**The request**
Rewrite all the items below, swapping every "pointer" for "locator" and leaving everything else untouched.

**Input**
>> Start

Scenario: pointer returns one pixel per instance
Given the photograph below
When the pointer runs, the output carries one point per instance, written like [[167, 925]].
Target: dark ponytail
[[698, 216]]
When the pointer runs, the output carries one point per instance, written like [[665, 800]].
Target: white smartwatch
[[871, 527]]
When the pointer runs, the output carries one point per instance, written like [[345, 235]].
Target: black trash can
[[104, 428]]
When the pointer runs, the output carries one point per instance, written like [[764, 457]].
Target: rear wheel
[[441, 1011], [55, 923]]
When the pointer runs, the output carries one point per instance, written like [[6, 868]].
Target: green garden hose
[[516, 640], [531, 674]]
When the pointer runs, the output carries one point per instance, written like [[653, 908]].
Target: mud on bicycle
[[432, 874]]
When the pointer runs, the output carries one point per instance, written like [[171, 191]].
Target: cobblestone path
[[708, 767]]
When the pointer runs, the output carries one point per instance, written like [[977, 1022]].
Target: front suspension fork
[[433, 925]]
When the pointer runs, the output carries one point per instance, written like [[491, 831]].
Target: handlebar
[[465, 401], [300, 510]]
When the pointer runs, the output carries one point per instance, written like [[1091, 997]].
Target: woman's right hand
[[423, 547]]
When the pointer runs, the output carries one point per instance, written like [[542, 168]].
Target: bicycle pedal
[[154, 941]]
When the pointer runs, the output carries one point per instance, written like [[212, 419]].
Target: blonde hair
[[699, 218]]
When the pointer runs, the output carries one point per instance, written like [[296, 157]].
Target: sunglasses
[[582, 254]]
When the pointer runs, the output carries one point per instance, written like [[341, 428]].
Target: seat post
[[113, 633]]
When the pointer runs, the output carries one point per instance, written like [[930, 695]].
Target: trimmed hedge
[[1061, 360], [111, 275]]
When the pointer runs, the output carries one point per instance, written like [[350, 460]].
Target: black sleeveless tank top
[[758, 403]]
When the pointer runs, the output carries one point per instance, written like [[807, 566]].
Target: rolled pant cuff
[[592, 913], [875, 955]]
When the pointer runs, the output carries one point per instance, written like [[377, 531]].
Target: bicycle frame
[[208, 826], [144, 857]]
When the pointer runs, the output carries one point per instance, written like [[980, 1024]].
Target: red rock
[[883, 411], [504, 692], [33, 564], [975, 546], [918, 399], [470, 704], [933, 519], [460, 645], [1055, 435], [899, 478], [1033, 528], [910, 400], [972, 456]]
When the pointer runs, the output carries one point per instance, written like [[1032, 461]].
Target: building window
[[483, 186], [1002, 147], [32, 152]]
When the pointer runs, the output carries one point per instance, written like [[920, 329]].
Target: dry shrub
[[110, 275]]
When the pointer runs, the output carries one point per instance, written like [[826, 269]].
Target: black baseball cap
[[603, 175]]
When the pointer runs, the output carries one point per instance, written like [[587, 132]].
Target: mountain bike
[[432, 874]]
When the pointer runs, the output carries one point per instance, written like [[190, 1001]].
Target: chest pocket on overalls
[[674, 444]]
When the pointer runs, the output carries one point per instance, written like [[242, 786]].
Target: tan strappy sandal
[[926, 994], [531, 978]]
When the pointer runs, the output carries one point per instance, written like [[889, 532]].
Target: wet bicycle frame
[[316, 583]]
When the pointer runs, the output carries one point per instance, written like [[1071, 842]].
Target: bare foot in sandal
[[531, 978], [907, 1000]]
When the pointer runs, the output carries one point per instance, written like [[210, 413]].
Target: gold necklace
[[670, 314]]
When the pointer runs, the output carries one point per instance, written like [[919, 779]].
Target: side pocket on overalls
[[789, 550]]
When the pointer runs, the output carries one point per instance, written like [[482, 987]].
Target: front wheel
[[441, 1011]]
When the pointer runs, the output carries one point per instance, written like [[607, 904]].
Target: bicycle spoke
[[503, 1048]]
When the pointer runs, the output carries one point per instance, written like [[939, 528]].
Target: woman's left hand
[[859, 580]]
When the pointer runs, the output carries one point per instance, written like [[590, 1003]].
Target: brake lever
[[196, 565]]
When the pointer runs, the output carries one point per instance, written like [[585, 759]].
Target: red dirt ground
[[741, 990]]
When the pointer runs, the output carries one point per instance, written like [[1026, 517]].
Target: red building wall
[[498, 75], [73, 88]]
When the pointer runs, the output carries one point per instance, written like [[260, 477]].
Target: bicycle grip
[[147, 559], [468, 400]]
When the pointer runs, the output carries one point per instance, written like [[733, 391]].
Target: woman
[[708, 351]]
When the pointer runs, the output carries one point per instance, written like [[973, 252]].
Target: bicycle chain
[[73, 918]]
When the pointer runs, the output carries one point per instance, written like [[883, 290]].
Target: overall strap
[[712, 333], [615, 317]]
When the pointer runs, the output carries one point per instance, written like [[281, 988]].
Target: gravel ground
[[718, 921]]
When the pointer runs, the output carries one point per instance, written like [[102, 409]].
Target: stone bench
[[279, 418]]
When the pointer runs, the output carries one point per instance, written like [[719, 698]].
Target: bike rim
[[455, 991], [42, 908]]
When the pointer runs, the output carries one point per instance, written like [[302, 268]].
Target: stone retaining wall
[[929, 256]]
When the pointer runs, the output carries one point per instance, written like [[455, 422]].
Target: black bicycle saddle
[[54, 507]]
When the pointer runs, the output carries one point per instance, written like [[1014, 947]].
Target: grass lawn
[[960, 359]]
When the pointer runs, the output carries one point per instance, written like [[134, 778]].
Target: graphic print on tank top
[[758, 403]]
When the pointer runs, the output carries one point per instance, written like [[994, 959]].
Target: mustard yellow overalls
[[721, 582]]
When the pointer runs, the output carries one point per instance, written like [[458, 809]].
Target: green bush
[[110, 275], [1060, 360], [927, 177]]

>> End

**Exercise answer**
Scenario: locator returns one pixel per instance
Given the photograph below
When the locator runs, the output carries one point per instance, written like [[167, 925]].
Target: dark ponytail
[[698, 216]]
When the locator runs, the output carries one point per instance, written like [[665, 800]].
Target: white smartwatch
[[871, 527]]
When the locator runs, the output carries one point per instance, written like [[345, 235]].
Target: black trash can
[[104, 428]]
When the locator runs, the output carries one point per instance, written like [[764, 457]].
Target: rear wheel
[[441, 1011], [55, 923]]
When the locator runs, the output carries one point per instance, written like [[6, 868]].
Target: green garden hose
[[516, 640], [531, 674]]
When the locator runs, the output carries one point per instance, written like [[653, 908]].
Target: mud on bicycle
[[432, 874]]
When the locator runs, the output carries one point per instance, written like [[171, 191]].
Target: cobblestone path
[[708, 767]]
When the locator runs, the output carries one point per instance, written like [[977, 1022]].
Target: front suspension fork
[[433, 925]]
When the locator runs, the output carries one point per instance, written like [[491, 831]].
Target: handlebar
[[465, 401], [300, 510]]
When the locator runs, the output carries one point per instance, written like [[1091, 997]].
Target: woman's right hand
[[423, 547]]
When the locator runs, the output carries one point per instance, written like [[542, 168]].
Target: bicycle pedal
[[154, 941]]
When the locator runs, the output carries one point per instance, written like [[212, 419]].
Target: blonde hair
[[699, 218]]
When the locator runs, the output carries one point per instance, written like [[296, 157]].
Target: sunglasses
[[582, 254]]
When the locator runs, the output carries one point per instance, written like [[341, 428]].
Target: seat post
[[113, 633]]
When the locator runs, the output carries one point per instance, written like [[930, 695]].
Target: trimmed hedge
[[1061, 360], [111, 275]]
When the locator runs, the output carries one point per instance, written like [[350, 460]].
Target: black sleeveless tank top
[[758, 403]]
When the locator runs, the output carries one point per instance, written like [[807, 566]].
Target: rolled pant cuff
[[592, 913], [875, 955]]
When the locator runs, the output carries one point per instance, written like [[377, 531]].
Target: bicycle frame
[[208, 826], [144, 857]]
When the locator runs, the output carries one point per instance, written like [[980, 1024]].
Target: red rock
[[883, 411], [504, 692], [33, 564], [975, 546], [918, 399], [470, 704], [933, 519], [460, 645], [1055, 435], [899, 478], [1033, 528], [910, 400], [972, 456]]
When the locator runs, the output carries one point per instance, written like [[1032, 461]].
Target: building window
[[483, 186], [1002, 147], [32, 152]]
When the locator runs, the output carries one point per instance, written like [[920, 329]].
Target: dry shrub
[[110, 275]]
When the locator runs, the output carries one point per instance, written like [[826, 269]].
Target: black baseball cap
[[603, 175]]
When the locator runs, the output carries one point per instance, written like [[587, 132]].
Target: mountain bike
[[432, 874]]
When the locator runs, the output carries one point per instance, written like [[190, 1001]].
Target: chest pocket on overalls
[[674, 444]]
When the locator runs, the output carries one point per instance, written like [[242, 786]].
Target: tan strappy sandal
[[926, 994], [531, 978]]
When the locator runs, the output carries one point per instance, written like [[889, 532]].
Target: wet bicycle frame
[[316, 583]]
When the locator runs, the output carries one point per instance, written like [[1071, 842]].
Target: bare foot in sandal
[[531, 978], [907, 1000]]
When the locator runs, the output carries one point per instance, written like [[210, 413]].
Target: gold necklace
[[670, 314]]
When the locator runs, the output carries one point per instance, written like [[919, 779]].
Target: side pocket on overalls
[[789, 550]]
When the locator runs, the output carries one point per instance, written like [[482, 987]].
Target: front wheel
[[441, 1011]]
When the locator runs, the output carries one point per instance, written like [[607, 904]].
Target: bicycle spoke
[[503, 1048]]
When the locator runs, the output carries one point per instance, written like [[939, 528]].
Target: woman's left hand
[[859, 580]]
When the locator runs, the output carries one point per instance, written like [[590, 1003]].
Target: brake lever
[[196, 565]]
When the locator runs, the output carries one point per instance, written like [[585, 759]].
Target: red dirt ground
[[741, 990]]
When the locator runs, the output carries one point per instance, written like [[1026, 517]].
Target: red building wall
[[498, 75], [73, 88]]
When the locator runs, the output carries one point per instance, written like [[260, 477]].
Target: bicycle grip
[[147, 559], [468, 400]]
When the locator runs, the output carries one point per instance, written like [[733, 391]].
Target: woman
[[708, 351]]
When the locator runs, the output carries one point per instance, written like [[973, 252]].
Target: bicycle chain
[[73, 918]]
When the locator runs, the output carries one point per instance, written like [[883, 290]].
Target: overall strap
[[712, 333], [615, 317]]
When the locator runs, the output carries one point per instance, written like [[281, 988]].
Target: gravel ground
[[718, 921]]
When the locator runs, the output carries one point per instance, written like [[102, 409]].
Target: stone bench
[[279, 418]]
When the locator runs, the output carries one point per instance, written like [[719, 698]].
Target: bike rim
[[455, 991], [42, 908]]
When the locator runs, the output carries one point per instance, written like [[302, 268]].
Target: stone retaining wall
[[929, 256]]
When the locator runs, the output carries one point per instance, written like [[455, 422]].
Target: black bicycle saddle
[[54, 507]]
When the locator runs, the output carries one point per instance, written like [[1014, 947]].
Target: grass lawn
[[960, 359]]
When the locator runs, the output carries one point per instance, written like [[134, 778]].
Target: graphic print on tank top
[[758, 403]]
When the locator runs, the output carries one point per instance, written like [[994, 959]].
Target: mustard yellow overalls
[[721, 582]]
When the locator runs, the output carries one point per instance, written like [[458, 809]].
Target: green bush
[[110, 275], [1060, 360], [927, 177]]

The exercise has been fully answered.